**Work item**
Here is a block of records. Copy every one of them exactly.

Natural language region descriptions
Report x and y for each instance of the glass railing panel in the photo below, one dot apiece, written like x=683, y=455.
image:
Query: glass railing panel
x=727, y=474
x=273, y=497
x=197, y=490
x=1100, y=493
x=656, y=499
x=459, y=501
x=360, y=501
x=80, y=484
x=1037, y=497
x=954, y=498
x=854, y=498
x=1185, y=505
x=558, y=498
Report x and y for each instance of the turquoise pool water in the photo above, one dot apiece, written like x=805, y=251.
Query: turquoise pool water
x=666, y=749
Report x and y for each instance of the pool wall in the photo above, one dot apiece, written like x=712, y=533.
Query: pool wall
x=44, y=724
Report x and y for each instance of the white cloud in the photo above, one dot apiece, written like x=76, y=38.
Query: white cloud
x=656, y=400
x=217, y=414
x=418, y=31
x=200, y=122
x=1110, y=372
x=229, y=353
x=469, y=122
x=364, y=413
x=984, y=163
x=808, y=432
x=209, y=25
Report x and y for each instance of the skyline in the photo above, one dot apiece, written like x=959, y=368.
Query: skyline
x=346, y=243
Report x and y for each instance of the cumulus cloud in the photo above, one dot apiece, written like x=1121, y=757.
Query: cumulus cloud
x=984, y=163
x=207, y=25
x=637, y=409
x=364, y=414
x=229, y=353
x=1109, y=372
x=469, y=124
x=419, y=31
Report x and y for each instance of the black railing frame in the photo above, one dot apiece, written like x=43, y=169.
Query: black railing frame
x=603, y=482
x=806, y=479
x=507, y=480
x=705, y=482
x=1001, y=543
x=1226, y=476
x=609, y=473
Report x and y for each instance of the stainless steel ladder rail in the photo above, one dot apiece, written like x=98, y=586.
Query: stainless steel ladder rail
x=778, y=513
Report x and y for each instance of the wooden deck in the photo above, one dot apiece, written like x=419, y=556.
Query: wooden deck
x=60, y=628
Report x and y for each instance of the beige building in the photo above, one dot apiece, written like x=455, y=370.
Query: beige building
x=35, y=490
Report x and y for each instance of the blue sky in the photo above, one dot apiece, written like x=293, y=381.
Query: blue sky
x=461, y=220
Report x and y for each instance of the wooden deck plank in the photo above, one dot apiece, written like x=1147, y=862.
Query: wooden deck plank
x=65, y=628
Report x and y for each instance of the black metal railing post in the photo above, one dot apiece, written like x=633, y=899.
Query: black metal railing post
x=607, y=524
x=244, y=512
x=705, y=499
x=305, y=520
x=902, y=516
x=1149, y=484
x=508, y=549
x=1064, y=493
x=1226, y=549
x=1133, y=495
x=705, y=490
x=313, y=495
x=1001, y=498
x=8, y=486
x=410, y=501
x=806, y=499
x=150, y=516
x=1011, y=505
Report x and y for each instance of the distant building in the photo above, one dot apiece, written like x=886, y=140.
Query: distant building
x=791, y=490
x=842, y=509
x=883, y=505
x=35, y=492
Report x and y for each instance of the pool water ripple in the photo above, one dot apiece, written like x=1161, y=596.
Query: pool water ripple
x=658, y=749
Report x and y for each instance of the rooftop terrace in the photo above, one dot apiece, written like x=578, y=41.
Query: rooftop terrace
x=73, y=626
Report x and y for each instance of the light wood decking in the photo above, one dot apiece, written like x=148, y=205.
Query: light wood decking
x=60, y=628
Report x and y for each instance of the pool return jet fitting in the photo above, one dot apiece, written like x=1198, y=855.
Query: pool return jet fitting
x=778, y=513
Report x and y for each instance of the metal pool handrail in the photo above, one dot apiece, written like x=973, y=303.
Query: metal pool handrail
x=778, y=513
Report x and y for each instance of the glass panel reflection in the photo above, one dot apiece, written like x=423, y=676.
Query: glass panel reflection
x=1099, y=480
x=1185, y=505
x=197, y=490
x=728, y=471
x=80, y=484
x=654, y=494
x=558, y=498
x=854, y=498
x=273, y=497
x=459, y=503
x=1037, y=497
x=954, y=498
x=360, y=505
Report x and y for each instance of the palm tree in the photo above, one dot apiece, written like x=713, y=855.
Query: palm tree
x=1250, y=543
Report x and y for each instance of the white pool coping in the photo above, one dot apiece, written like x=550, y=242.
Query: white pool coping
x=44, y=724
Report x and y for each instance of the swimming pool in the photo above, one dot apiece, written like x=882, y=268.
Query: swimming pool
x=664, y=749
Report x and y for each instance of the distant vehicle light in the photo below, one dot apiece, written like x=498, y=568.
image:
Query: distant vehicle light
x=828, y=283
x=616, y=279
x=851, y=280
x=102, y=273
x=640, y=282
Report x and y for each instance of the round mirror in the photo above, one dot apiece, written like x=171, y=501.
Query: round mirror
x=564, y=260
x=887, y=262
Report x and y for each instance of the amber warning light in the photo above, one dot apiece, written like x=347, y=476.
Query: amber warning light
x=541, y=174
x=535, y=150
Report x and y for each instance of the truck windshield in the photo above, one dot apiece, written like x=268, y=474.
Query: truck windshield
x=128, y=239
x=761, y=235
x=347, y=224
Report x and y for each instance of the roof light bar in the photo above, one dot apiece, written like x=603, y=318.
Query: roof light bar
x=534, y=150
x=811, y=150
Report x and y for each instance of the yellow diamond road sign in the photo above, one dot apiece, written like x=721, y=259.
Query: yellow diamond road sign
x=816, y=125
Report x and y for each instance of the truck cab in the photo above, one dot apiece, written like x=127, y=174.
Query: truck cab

**Expected answer**
Report x and y for each instance of the glass railing panel in the photo below, one dot apiece, written like x=683, y=455.
image:
Query: glass railing panel
x=727, y=474
x=273, y=497
x=197, y=490
x=1100, y=493
x=656, y=499
x=459, y=501
x=360, y=501
x=80, y=484
x=1037, y=497
x=954, y=498
x=854, y=498
x=1185, y=505
x=558, y=498
Report x and y for each instance of the turquoise pool water in the photo above, one dot apiece, written like x=805, y=251.
Query: turquoise pool water
x=666, y=749
Report x and y for each instance of the pool wall in the photo above, one dot apiece, written like x=712, y=533.
Query: pool wall
x=44, y=724
Report x and y for each instance of the white cloud in the photo above, one dot apiece, written like x=76, y=38.
Query: white cloud
x=656, y=400
x=217, y=414
x=418, y=31
x=200, y=122
x=1110, y=372
x=229, y=353
x=469, y=122
x=364, y=413
x=984, y=163
x=808, y=432
x=209, y=25
Report x and y for each instance of the skyline in the photo above, one dot apiece, written like x=959, y=368.
Query: skyline
x=346, y=243
Report x and y for each instance of the cumulus cloud in the photo above, one dot apiece, written like x=1121, y=757.
Query: cumulus cloud
x=984, y=163
x=207, y=25
x=637, y=409
x=364, y=414
x=229, y=353
x=1109, y=372
x=469, y=124
x=419, y=31
Report x and y for each instance of the black railing frame in the photo above, one dot apiece, written like x=43, y=169.
Query: black railing frame
x=603, y=482
x=806, y=479
x=507, y=480
x=705, y=482
x=1001, y=543
x=1226, y=476
x=609, y=473
Report x and y for each instance of the stainless steel ladder rail in the photo above, one dot apiece, written like x=98, y=586.
Query: stainless steel ladder rail
x=778, y=513
Report x and y for each instance of the wooden deck in the photo above, one dot apiece, written like x=419, y=556.
Query: wooden deck
x=60, y=628
Report x and y for each instance of the beige building in the photo above, one dot apiece, written like x=455, y=370.
Query: beige building
x=35, y=490
Report x and y for each instance of the blue sky in the photo above, one dot apiece, written like x=293, y=381.
Query: blue sky
x=461, y=220
Report x and y for each instance of the wooden deck plank in the photo above, one dot apiece, written like x=1147, y=862.
Query: wooden deck plank
x=65, y=628
Report x and y for each instance of the black metal railing post in the photo above, one dot apiece, written like x=633, y=899.
Query: black metal railing post
x=607, y=524
x=244, y=512
x=705, y=499
x=305, y=520
x=902, y=516
x=1149, y=484
x=508, y=549
x=1064, y=493
x=1226, y=549
x=1133, y=495
x=705, y=490
x=313, y=495
x=1001, y=498
x=8, y=486
x=410, y=501
x=806, y=499
x=150, y=516
x=1011, y=505
Report x and y for each instance of the distant building in the photo above, one dot apiece, written like x=886, y=140.
Query: distant building
x=791, y=490
x=842, y=509
x=883, y=505
x=35, y=492
Report x and y for each instance of the pool water ripple in the photo above, one dot apiece, written like x=1161, y=596.
Query: pool water ripple
x=658, y=749
Report x and y for each instance of the rooftop terrace in the photo above, one dot apiece, written like x=578, y=41.
Query: rooftop terrace
x=73, y=626
Report x and y for each instance of the light wood decking in the photo above, one dot apiece, written like x=148, y=205.
Query: light wood decking
x=60, y=628
Report x and y for each instance of the pool return jet fitting in the photo above, one dot apiece, written like x=1198, y=855.
Query: pool return jet fitting
x=778, y=513
Report x and y for each instance of the metal pool handrail in the photo above, one dot apiece, written like x=973, y=303.
Query: metal pool handrail
x=778, y=513
Report x and y for each instance of the glass panel reflection in the photo above, one dot apiece, written like x=423, y=676.
Query: glass panel reflection
x=1099, y=480
x=1185, y=505
x=197, y=490
x=728, y=471
x=80, y=484
x=654, y=494
x=558, y=498
x=854, y=498
x=273, y=497
x=459, y=503
x=1037, y=497
x=954, y=498
x=360, y=505
Report x and y for each instance of the palm tree in the photo above, one dot apiece, written like x=713, y=855.
Query: palm tree
x=1250, y=543
Report x and y for each instance of the white pool coping in the photo above, one dot apiece, written like x=550, y=242.
Query: white pool coping
x=44, y=724
Report x and y for each instance of the swimming pool in the photo above, one dot apiece, written like x=882, y=268.
Query: swimming pool
x=664, y=749
Report x and y for each instance of the distant vehicle light in the photo below, one dot apiece, written like x=498, y=568.
image:
Query: distant vehicle light
x=828, y=283
x=616, y=279
x=851, y=280
x=102, y=273
x=640, y=282
Report x and y for each instance of the round mirror in the photo above, one dot apiece, written like x=171, y=501.
Query: round mirror
x=564, y=260
x=887, y=262
Report x and y for each instance of the amber warning light in the photo above, one dot apiece, written like x=347, y=476.
Query: amber warning light
x=541, y=174
x=535, y=150
Report x and y for each instance of the truck windshield in the photo above, one dot apiece, written like x=268, y=474.
Query: truck windshield
x=128, y=239
x=761, y=235
x=347, y=224
Report x and y for each instance of the roof light bar in the photo above, one dot apiece, written like x=603, y=318.
Query: roof light bar
x=534, y=150
x=811, y=150
Report x and y for each instance of the yellow diamond road sign in the photo above, one dot apiece, written like x=721, y=259.
Query: yellow diamond road sign
x=816, y=125
Report x and y for each instance of the truck cab in the photo above, one dot apiece, written like x=127, y=174.
Query: truck cab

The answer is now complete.